= Court of Chancery of Upper Canada =

Court in Upper Canada

The Court of Chancery of Upper Canada was a court of equity in Upper Canada. It was established in 1837.

The idea of introducing a court of equity in the province had been around since at least 1801, when Henry Allcock suggested it. On Allcock's model, Peter Hunter—then the province's lieutenant governor—would be the chancellor and a master of the rolls would also be named. Allcock's proposal did not come to fruition: Hunter died and Allcock was named the chief justice of Lower Canada before the new court could be created. Various proposals were floated and also failed between 1801 and 1836.

▶ **Listed entries**

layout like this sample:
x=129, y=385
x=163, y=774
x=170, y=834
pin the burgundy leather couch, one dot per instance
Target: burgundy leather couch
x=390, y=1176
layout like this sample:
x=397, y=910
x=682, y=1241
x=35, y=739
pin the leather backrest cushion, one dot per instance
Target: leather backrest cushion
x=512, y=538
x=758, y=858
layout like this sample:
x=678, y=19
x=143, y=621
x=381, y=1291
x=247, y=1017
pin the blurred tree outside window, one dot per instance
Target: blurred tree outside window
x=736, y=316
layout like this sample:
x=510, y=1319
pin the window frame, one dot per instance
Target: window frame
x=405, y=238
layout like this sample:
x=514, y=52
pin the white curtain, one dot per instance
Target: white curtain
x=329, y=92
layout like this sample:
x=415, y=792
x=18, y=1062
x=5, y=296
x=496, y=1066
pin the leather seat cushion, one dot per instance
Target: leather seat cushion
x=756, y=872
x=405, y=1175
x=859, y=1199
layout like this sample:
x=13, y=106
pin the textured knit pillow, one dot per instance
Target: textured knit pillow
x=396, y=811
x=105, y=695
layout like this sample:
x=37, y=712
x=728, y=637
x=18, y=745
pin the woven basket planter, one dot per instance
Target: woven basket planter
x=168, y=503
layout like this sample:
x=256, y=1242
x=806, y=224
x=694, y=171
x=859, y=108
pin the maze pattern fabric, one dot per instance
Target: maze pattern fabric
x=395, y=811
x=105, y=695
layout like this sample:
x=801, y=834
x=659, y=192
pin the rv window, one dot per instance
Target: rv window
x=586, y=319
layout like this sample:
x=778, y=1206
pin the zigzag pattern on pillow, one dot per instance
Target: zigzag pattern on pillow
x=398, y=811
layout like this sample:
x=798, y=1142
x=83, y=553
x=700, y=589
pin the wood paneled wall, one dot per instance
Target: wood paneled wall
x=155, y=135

▶ **Tasks to complete**
1. Condense the paragraph of the Court of Chancery text that begins "The idea of introducing a court of equity" into a short bulleted list that keeps its main facts.
2. According to the Court of Chancery text, in what year was the court established?
3. Write the next part of the Court of Chancery text, picking up after its final sentence.

▶ **Responses per task**
1.
- The idea of a court of equity in the province dates back at least to 1801, when Henry Allcock proposed it.
- Under Allcock's plan, Lieutenant Governor Peter Hunter would serve as chancellor, and a master of the rolls would also be named.
- The plan failed because Hunter died and Allcock became chief justice of Lower Canada before the court could be set up.
- Other proposals between 1801 and 1836 also failed.

2. 1837

3.
On March 4, 1837, the parliament of Upper Canada finally created the Court of Chancery of Upper Canada by the Chancery Act, 1837. The statute provided the court would "have jurisdiction, and possess the like power and authority as by the laws of England are possessed by the Court of Chancery in England, in respect of the matters hereinafter enumerated". Its jurisdiction included claims for alimony, but not divorce.

A commission, comprised in part of James Christie Palmer Esten, William Hume Blake, and Robert Easton Burns, studied the court's operations from 1843 to 1845. Its recommendations, which suggested simplifying the court's procedures, were largely adopted by a statute passed on June 10, 1857.

The court—by then a court of Ontario—was incorporated as a division of a new Supreme Court of Judicature by the Judicature Act, 1881.

== Sources ==
- Chambers, Anne Lorene (1997). "Married women and property law in Victorian Ontario"
- Brown, Elizabeth (1983). "Equitable Jurisdiction and the Court of Chancery in Upper Canada"
- Falconbridge, John Delatre (1914). "Law and Equity in Upper Canada"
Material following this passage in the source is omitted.